# Reading passage start

Preferably, this defining step also includes defining settings of
vehicle controls that are then associated with the schedule. The
vehicle controls of interest are associated with a driver's comfort
or safety, and can include operating the defroster, turning on a
seat warmer or cooler, turning on a steering wheel warmer or
cooler, or operating the heating, ventilation, or air conditioning
(HVAC) system of the vehicle. The actual scheduling and vehicle
control setting can be entered manually on a user display of the
vehicle. However, in practice, a remote programming device, such as
a user's cellular radiotelephone could be used with menu features
to program the schedule and vehicle settings and transmit 104 these
over the cellular communication network or an Internet connection
to the vehicle's Telematics control unit for execution.
Alternatively, the remote programming device could be a computer
with a wireless IP address for Internet access, such that the
schedule and vehicle settings could be maintained on an Internet
gateway network, wherein the schedule and vehicle settings could be
directly transmitted to a Telematics-equipped vehicle with an
optional wireless IP address for Internet access.
[0030] In either case, the schedule and vehicle settings can be
transmitted 104 from a remote device over a communication system to
the communication device of the vehicle. The communication system
can be a local area network, wide area network, cellular
communication network, or Internet connection. For example, the
schedule or starting time can be transmitted using the Short
Messaging System available with digital cellular networks. The
schedule can be a single desired start time or a plurality of
preprogrammed start and stop times. Optionally, the controller of
the vehicle can take a single start time schedule or a plurality of
start and stop times and further modify the schedule with
additional multiple start and stop times, as needed, and as will be
explained below.

# Reading passage end
# Records start

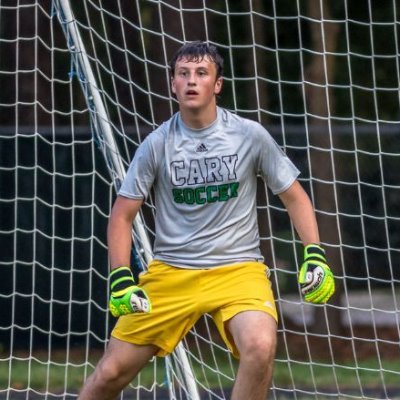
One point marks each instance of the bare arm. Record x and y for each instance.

# Records end
# Records start

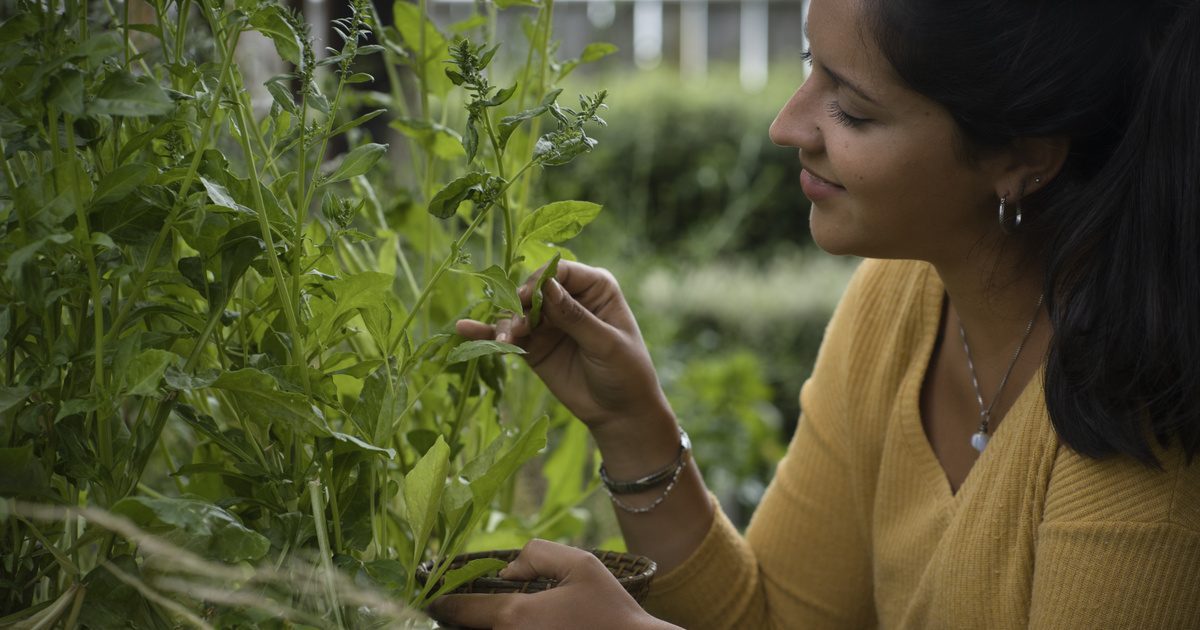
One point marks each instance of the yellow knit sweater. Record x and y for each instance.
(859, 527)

# Records end

_What to work on_
a. List every kind of communication system that the passage on remote vehicle scheduling says can carry the schedule and settings to the vehicle.
b. Resume the passage on remote vehicle scheduling from the point where it stops.
The records come from a separate source.

_Answers by task_
a.
- local area network
- wide area network
- cellular communication network
- Internet connection

b.
[0031] The schedule can include a calendar-based schedule. For
example, a schedule can be made up wherein the vehicle is remote
started only on weekdays at 6am. In addition, the schedule can
include an event-based schedule. For example, a schedule can be
made up wherein the vehicle is remote started on a certain day, or
only on weekdays at 6am if the temperature is below freezing, for
example.
[0032] A next step 106 includes entering the schedule and vehicle
settings in the controller.
[0033] A next step 108 includes determining at least one operation
parameter associated with the vehicle, and relating to an
environment of the vehicle (e.g. outside temperature). These
operational parameters can include a temperature of the motor oil
of the vehicle, a strength or power level of the vehicle battery,
the amount of fuel in the vehicle, etc. This information can be
obtained from the vehicle bus or from dedicated sensors. In
addition, some vehicles have environmental sensors built in that
can be used. For example, along with temperature and humidity
sensors, windshield sensors can be used to detect rain or ice. In
this case, instructions can be provided to turn the defroster on
while the engine is warming up. Optionally, the communication
device can download weather information from an Internet website in
lieu of sensors.
[0034] A next step 110 includes adjusting the schedule in
accordance with the at least one operational parameter. In other
words, the controller collects data from vehicle sensors or other
means to determine the necessary frequency and duration of ignition
cycles. For example, if a single start time is scheduled, the
controller can providing 112 auxiliary start and stop times in the
schedule dynamically in accordance with the at least one
operational parameter. In particular, a control algorithm can be
used that periodically inputs the operational parameters to
dynamically determine the auxiliary start and stop times for the
schedule.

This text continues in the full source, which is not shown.